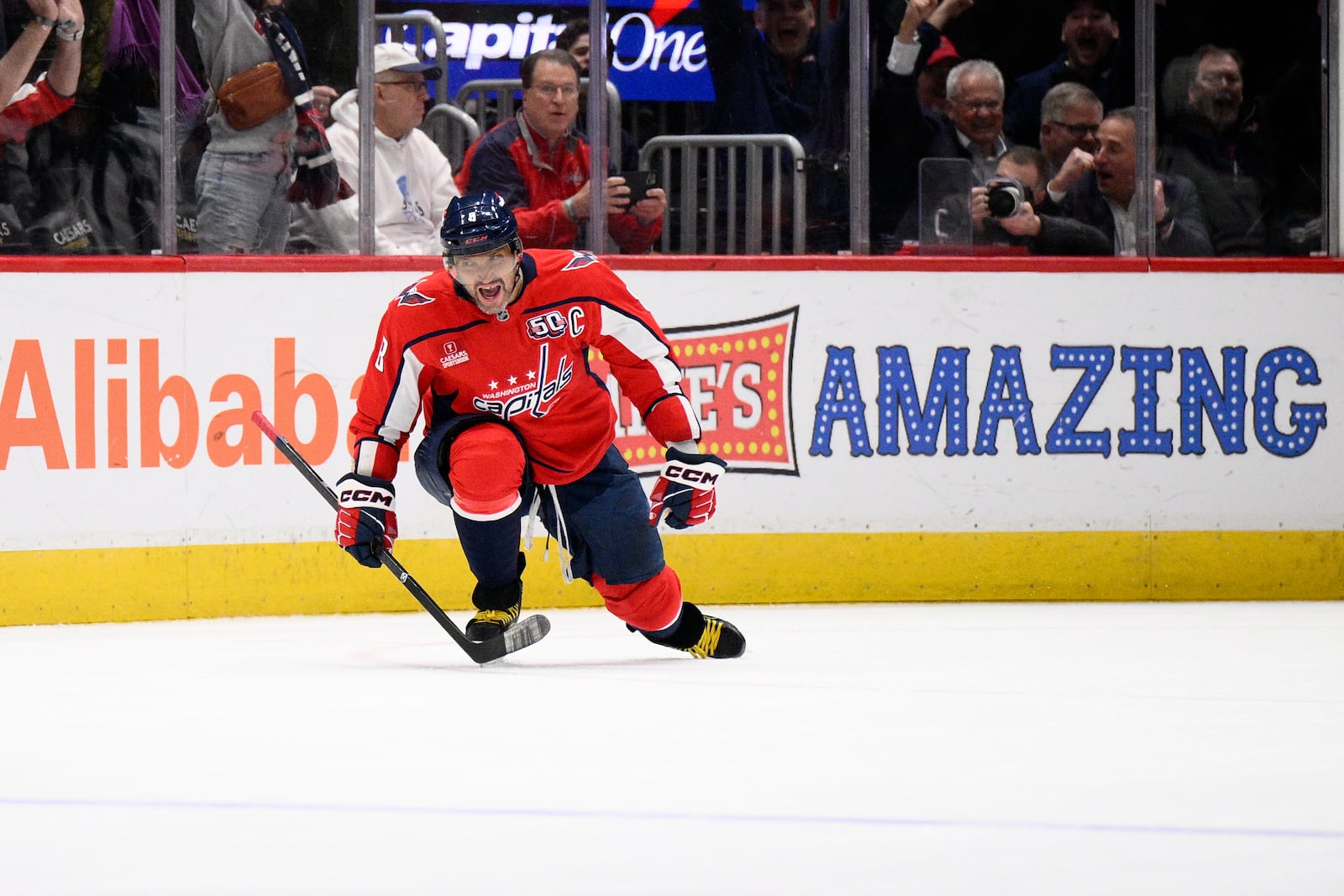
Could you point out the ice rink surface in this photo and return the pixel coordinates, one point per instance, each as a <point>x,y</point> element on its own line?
<point>897,748</point>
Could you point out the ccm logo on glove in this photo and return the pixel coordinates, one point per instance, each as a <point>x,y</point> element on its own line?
<point>701,479</point>
<point>685,492</point>
<point>367,516</point>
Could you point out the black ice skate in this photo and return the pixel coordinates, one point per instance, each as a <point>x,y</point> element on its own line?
<point>701,636</point>
<point>496,609</point>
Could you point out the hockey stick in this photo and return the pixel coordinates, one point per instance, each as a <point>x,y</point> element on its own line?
<point>519,636</point>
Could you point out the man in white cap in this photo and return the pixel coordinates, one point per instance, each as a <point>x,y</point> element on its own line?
<point>413,181</point>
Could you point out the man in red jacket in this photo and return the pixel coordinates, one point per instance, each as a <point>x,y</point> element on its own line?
<point>494,351</point>
<point>541,167</point>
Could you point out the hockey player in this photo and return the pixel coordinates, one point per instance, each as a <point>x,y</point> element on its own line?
<point>494,351</point>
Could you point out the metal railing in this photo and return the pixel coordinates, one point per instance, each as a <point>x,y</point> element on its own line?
<point>454,129</point>
<point>701,183</point>
<point>491,101</point>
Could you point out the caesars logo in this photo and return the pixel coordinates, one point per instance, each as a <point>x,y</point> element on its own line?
<point>738,378</point>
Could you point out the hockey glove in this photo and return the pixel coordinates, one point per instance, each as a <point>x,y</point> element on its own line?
<point>367,516</point>
<point>685,490</point>
<point>318,181</point>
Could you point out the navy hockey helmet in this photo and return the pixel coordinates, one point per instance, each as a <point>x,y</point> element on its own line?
<point>479,223</point>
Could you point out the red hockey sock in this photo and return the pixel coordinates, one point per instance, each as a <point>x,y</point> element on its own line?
<point>651,605</point>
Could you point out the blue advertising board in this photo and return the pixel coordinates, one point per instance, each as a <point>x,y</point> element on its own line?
<point>659,43</point>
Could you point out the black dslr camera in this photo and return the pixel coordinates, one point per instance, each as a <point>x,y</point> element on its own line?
<point>1005,196</point>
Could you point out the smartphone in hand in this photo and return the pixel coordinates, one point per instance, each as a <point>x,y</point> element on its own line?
<point>640,183</point>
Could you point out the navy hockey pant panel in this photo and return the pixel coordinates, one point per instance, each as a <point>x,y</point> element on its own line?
<point>606,519</point>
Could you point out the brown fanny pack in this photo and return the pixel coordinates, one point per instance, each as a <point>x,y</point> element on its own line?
<point>253,97</point>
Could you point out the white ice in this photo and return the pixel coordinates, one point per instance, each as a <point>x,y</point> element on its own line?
<point>902,748</point>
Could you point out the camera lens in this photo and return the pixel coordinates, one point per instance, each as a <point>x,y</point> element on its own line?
<point>1005,197</point>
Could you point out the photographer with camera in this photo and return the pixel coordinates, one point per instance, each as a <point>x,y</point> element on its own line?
<point>1005,211</point>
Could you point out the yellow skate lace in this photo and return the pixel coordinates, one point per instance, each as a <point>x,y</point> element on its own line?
<point>503,618</point>
<point>709,641</point>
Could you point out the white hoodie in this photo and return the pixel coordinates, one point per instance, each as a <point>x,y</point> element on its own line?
<point>413,187</point>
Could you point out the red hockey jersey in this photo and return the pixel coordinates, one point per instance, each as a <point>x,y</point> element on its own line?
<point>438,354</point>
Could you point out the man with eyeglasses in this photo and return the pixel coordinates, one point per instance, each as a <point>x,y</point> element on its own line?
<point>1092,55</point>
<point>413,181</point>
<point>1226,157</point>
<point>1070,116</point>
<point>904,134</point>
<point>539,164</point>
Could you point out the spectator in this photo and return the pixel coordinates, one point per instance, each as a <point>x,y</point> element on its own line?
<point>1104,196</point>
<point>933,78</point>
<point>774,73</point>
<point>1070,116</point>
<point>541,165</point>
<point>904,134</point>
<point>1039,233</point>
<point>577,40</point>
<point>1092,56</point>
<point>31,103</point>
<point>1223,155</point>
<point>413,181</point>
<point>268,145</point>
<point>766,69</point>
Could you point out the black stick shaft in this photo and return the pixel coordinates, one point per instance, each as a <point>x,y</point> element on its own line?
<point>483,652</point>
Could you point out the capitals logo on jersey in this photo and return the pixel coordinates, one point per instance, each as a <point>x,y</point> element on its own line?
<point>531,396</point>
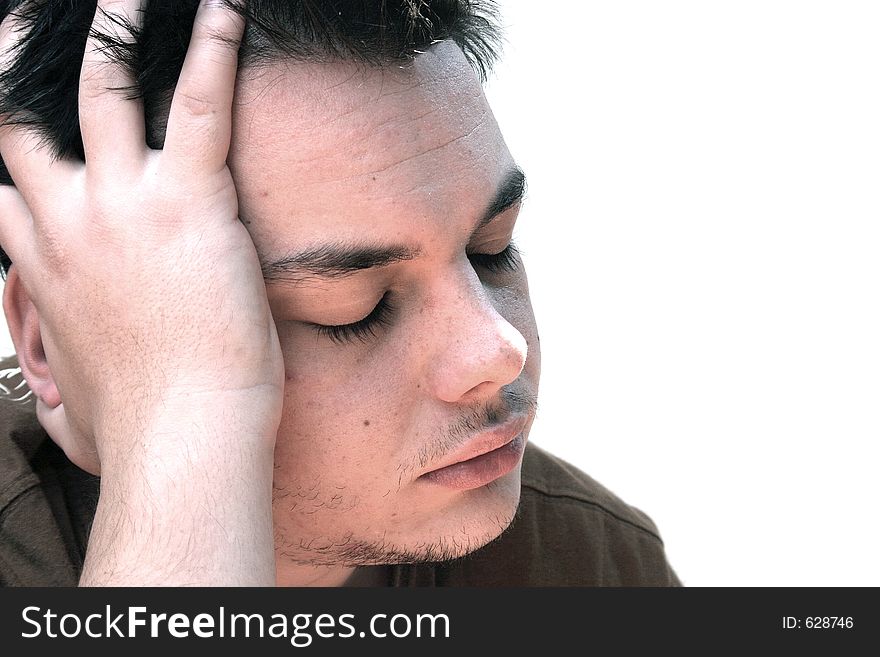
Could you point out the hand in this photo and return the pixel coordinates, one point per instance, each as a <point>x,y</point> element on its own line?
<point>152,306</point>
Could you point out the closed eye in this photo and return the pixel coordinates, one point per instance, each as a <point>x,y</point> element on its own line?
<point>507,260</point>
<point>361,330</point>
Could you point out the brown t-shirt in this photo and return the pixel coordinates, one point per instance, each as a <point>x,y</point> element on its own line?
<point>569,530</point>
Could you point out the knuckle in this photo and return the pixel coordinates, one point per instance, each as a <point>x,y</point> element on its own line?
<point>197,105</point>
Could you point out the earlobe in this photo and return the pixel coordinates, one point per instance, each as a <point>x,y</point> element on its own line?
<point>23,320</point>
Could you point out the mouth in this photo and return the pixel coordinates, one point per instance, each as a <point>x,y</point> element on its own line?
<point>485,458</point>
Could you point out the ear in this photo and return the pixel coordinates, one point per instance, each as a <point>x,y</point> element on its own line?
<point>24,328</point>
<point>23,320</point>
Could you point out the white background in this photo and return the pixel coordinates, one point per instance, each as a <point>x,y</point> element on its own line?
<point>701,235</point>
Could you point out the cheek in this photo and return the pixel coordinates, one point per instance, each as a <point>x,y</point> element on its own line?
<point>343,413</point>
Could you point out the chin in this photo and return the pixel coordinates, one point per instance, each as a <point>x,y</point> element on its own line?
<point>463,524</point>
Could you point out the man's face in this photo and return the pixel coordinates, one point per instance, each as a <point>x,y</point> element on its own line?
<point>439,356</point>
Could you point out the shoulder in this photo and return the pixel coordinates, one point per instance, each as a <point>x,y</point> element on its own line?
<point>569,531</point>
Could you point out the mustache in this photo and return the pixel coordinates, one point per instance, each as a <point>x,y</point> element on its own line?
<point>476,419</point>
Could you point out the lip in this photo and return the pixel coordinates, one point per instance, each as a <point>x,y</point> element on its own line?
<point>488,456</point>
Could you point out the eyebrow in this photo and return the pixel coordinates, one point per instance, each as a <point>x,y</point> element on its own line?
<point>338,260</point>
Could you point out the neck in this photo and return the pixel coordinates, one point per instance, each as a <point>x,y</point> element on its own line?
<point>290,574</point>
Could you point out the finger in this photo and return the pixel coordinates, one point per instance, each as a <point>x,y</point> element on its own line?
<point>200,122</point>
<point>16,225</point>
<point>112,123</point>
<point>26,155</point>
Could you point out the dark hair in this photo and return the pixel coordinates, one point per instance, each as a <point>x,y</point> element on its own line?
<point>39,89</point>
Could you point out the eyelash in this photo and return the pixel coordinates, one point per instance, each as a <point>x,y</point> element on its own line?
<point>505,261</point>
<point>361,330</point>
<point>380,317</point>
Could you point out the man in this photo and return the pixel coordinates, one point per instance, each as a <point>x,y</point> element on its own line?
<point>296,342</point>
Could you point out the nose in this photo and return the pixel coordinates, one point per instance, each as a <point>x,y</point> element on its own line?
<point>478,351</point>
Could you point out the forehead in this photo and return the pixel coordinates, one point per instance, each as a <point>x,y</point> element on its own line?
<point>341,149</point>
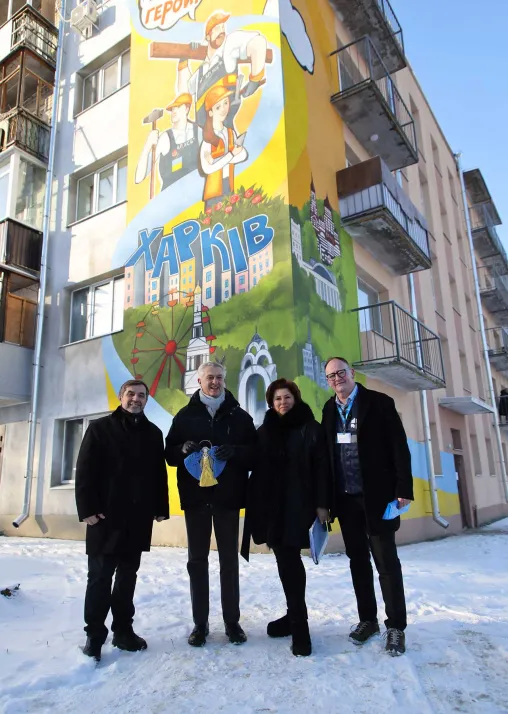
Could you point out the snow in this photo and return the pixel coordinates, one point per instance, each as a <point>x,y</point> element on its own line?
<point>457,638</point>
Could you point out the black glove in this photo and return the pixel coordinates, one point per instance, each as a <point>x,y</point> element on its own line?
<point>190,447</point>
<point>225,452</point>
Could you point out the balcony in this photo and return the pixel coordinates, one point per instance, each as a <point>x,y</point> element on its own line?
<point>20,246</point>
<point>22,129</point>
<point>376,19</point>
<point>369,102</point>
<point>381,218</point>
<point>398,349</point>
<point>30,29</point>
<point>497,342</point>
<point>494,292</point>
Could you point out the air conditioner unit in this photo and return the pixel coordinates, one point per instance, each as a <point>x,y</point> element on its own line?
<point>83,17</point>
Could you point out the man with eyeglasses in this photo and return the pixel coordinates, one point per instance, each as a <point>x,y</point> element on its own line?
<point>371,466</point>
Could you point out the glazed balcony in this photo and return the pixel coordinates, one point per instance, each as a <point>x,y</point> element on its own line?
<point>381,218</point>
<point>369,102</point>
<point>494,292</point>
<point>497,342</point>
<point>398,349</point>
<point>377,19</point>
<point>20,246</point>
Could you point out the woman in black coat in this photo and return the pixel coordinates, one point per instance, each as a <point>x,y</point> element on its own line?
<point>287,489</point>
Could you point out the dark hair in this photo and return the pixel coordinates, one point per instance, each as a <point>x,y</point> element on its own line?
<point>342,359</point>
<point>282,383</point>
<point>133,383</point>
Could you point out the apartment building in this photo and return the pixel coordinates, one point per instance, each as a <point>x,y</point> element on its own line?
<point>265,185</point>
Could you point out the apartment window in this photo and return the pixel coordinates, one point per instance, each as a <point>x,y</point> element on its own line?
<point>102,189</point>
<point>97,310</point>
<point>370,317</point>
<point>106,80</point>
<point>73,432</point>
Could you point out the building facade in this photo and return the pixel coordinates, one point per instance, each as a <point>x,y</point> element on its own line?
<point>292,184</point>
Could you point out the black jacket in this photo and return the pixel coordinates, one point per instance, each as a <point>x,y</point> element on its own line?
<point>290,480</point>
<point>385,459</point>
<point>231,425</point>
<point>121,473</point>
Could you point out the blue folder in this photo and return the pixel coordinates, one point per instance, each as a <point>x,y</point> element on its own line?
<point>318,536</point>
<point>393,510</point>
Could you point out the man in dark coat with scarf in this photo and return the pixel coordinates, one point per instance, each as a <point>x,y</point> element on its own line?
<point>121,487</point>
<point>213,417</point>
<point>371,465</point>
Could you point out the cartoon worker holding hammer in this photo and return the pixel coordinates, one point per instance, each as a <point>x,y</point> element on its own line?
<point>175,151</point>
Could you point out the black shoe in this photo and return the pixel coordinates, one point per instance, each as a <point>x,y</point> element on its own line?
<point>279,628</point>
<point>129,641</point>
<point>93,649</point>
<point>301,646</point>
<point>363,631</point>
<point>395,642</point>
<point>197,637</point>
<point>235,633</point>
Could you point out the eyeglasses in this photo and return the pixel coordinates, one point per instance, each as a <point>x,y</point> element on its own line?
<point>336,375</point>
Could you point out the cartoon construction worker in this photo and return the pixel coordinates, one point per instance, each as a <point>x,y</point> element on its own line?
<point>176,150</point>
<point>221,148</point>
<point>220,67</point>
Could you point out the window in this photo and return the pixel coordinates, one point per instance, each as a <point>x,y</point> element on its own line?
<point>106,80</point>
<point>97,310</point>
<point>73,432</point>
<point>101,190</point>
<point>370,317</point>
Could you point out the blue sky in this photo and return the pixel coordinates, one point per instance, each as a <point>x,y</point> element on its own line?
<point>458,49</point>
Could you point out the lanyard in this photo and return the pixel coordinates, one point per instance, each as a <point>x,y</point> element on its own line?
<point>345,415</point>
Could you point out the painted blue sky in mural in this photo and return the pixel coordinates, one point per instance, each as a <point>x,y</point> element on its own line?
<point>459,52</point>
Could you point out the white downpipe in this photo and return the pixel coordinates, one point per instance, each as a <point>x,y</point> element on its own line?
<point>482,329</point>
<point>427,436</point>
<point>32,421</point>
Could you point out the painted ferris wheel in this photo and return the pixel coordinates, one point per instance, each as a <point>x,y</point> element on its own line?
<point>164,340</point>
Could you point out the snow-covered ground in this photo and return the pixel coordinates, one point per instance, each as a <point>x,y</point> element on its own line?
<point>457,658</point>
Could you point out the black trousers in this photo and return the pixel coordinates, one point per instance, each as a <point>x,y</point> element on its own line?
<point>199,532</point>
<point>359,545</point>
<point>293,578</point>
<point>99,598</point>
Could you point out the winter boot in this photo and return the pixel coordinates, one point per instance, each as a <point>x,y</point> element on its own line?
<point>280,627</point>
<point>93,649</point>
<point>129,641</point>
<point>363,631</point>
<point>302,646</point>
<point>235,633</point>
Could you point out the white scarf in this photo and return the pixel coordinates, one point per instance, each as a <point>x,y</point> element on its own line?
<point>212,403</point>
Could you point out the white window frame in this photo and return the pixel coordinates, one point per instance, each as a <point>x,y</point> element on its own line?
<point>86,423</point>
<point>95,197</point>
<point>90,305</point>
<point>100,87</point>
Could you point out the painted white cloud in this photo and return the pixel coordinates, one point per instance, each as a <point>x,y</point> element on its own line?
<point>293,27</point>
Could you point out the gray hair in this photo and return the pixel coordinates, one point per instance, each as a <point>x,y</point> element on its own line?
<point>207,365</point>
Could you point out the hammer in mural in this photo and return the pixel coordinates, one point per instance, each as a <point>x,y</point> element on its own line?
<point>220,57</point>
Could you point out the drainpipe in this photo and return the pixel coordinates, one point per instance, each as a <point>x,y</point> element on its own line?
<point>32,422</point>
<point>427,436</point>
<point>485,346</point>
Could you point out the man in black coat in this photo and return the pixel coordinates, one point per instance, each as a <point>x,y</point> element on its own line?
<point>371,466</point>
<point>213,417</point>
<point>121,487</point>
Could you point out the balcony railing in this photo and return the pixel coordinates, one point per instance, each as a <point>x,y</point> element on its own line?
<point>377,19</point>
<point>22,129</point>
<point>368,100</point>
<point>20,245</point>
<point>382,218</point>
<point>399,349</point>
<point>32,30</point>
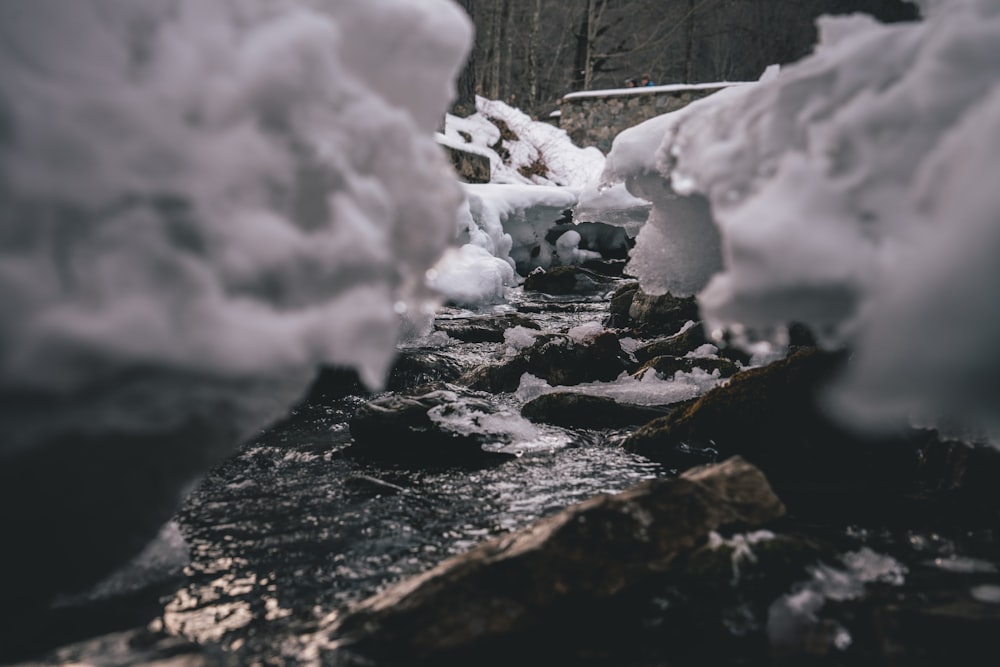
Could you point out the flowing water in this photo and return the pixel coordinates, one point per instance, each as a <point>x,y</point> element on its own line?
<point>299,524</point>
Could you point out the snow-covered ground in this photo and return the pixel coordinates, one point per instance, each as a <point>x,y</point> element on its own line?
<point>855,191</point>
<point>537,175</point>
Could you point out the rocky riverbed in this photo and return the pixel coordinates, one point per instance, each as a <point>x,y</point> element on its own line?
<point>579,476</point>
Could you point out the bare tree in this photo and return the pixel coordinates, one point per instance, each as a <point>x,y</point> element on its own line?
<point>465,93</point>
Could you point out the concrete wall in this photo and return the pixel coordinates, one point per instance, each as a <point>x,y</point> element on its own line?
<point>594,118</point>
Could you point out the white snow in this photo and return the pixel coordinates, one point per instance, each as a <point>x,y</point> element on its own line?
<point>856,192</point>
<point>565,164</point>
<point>220,193</point>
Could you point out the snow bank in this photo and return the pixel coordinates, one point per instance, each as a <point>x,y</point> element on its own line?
<point>502,228</point>
<point>219,193</point>
<point>856,192</point>
<point>522,150</point>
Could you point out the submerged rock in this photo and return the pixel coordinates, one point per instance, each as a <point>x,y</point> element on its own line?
<point>648,314</point>
<point>678,345</point>
<point>443,424</point>
<point>562,280</point>
<point>483,329</point>
<point>558,359</point>
<point>548,579</point>
<point>576,410</point>
<point>666,366</point>
<point>774,417</point>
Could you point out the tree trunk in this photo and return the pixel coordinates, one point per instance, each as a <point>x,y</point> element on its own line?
<point>689,44</point>
<point>536,20</point>
<point>465,93</point>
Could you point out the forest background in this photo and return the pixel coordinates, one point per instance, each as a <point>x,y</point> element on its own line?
<point>529,53</point>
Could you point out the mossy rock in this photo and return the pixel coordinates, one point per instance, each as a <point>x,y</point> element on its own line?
<point>666,366</point>
<point>575,410</point>
<point>566,280</point>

[TASK DESCRIPTION]
Produce verbatim the lines starting at the one with "Could you point out the snow bank" and ending at the last line of the material, both ends included. Add no other line.

[YOUR SOLUTION]
Could you point out the snow bank in this photo and return the pixel coordinates, one point per instance, each as a <point>x,y</point> element on its own line?
<point>502,228</point>
<point>219,193</point>
<point>856,192</point>
<point>522,150</point>
Could you point out the submerged rock in this photo and return the pixel coordinates, one point per instance, each as a <point>x,y</point> element on its own line?
<point>648,314</point>
<point>678,345</point>
<point>443,424</point>
<point>562,280</point>
<point>483,329</point>
<point>558,359</point>
<point>548,579</point>
<point>576,410</point>
<point>666,366</point>
<point>774,417</point>
Could you point out the tree trunk in this photo and return the pixel coordinates, one point per instance, each as a <point>x,y</point> element on its own line?
<point>689,44</point>
<point>536,20</point>
<point>465,93</point>
Could you point out the forest background in this photo and return the pixel coordinates, one point per instance, each as a <point>x,y</point> element on its own line?
<point>529,53</point>
Could you point out the mossy rock in this photo and return the pixel coordinates, one point per instance, each as a <point>x,y</point> element on its own line?
<point>666,366</point>
<point>575,410</point>
<point>566,280</point>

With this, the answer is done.